EXERCISE DETAILS
Rewrite every line below, from the line containing "Could you put a marker on the gray" through the end of the items, and scale only the point coordinates in the answers by multiplying each by 1.85 and rounding to the nearest whole number, with halves rounded up. Copy the requests and their numbers unchanged, and return only these lines.

SOURCE DATA
---
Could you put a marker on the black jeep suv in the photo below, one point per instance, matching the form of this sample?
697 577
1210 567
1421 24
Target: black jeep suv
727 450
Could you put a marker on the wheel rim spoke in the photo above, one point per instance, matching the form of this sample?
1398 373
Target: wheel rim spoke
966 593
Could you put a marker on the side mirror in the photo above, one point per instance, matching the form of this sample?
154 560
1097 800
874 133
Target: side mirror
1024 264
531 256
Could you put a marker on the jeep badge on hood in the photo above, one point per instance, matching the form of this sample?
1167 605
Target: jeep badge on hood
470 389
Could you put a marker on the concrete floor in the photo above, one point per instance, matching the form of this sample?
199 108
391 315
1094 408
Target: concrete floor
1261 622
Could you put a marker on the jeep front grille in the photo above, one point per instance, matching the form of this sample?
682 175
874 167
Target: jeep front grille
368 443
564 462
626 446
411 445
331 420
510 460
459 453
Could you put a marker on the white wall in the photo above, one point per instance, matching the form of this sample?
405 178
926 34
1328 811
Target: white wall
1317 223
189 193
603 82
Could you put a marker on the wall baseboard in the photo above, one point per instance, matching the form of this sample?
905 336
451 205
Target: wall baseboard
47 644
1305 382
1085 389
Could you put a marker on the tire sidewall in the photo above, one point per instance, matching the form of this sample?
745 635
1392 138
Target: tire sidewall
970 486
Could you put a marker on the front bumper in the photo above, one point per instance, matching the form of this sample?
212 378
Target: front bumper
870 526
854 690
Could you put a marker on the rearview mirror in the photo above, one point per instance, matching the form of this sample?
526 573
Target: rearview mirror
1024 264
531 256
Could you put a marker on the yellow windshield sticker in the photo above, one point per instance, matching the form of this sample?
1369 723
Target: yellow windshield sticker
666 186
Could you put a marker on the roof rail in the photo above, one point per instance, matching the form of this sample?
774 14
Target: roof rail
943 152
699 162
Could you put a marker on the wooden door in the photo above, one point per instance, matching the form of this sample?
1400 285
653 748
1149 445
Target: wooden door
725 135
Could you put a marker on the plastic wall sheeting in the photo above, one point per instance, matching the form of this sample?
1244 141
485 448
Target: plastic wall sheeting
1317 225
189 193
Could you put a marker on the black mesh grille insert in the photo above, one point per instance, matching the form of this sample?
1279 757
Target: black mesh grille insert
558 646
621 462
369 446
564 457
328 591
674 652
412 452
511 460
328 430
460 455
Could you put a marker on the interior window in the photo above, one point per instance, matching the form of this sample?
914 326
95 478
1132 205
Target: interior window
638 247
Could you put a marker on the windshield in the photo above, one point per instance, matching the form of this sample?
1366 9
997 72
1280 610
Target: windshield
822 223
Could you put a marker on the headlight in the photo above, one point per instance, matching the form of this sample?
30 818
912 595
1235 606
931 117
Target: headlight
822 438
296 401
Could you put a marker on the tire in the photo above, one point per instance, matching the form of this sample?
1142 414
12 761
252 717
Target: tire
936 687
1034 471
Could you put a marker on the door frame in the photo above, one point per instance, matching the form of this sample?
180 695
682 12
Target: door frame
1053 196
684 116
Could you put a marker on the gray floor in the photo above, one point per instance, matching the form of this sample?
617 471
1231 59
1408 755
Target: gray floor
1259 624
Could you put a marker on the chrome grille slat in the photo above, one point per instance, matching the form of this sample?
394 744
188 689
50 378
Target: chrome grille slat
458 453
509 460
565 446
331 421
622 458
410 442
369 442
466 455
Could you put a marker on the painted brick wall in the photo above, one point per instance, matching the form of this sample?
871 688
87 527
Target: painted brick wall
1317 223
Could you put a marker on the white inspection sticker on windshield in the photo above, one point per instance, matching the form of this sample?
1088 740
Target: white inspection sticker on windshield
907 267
---
EXPECTED OUTPUT
Could you put a marker on the gray floor in the photo above, one point per instance, matching the form of this sample?
617 471
1231 59
1408 755
Target: gray floor
2329 1154
Could you put a marker on the chrome grille slat in the photo above, one point per instance, matching the form of this sample?
394 744
188 689
50 378
Target: chrome grille slat
847 838
942 851
1045 825
612 779
1151 847
759 818
683 818
862 842
Could you put a marker on the painted brick wall in the photo above, one point per instance, matching the form of this sample?
871 688
87 527
Target: painted brick wall
2436 413
Could you put a marker on the white inspection sticker on windshield in the photo above, one point per instance, matching the form of this sample?
1088 740
Target: white inspection sticker on windshield
1678 494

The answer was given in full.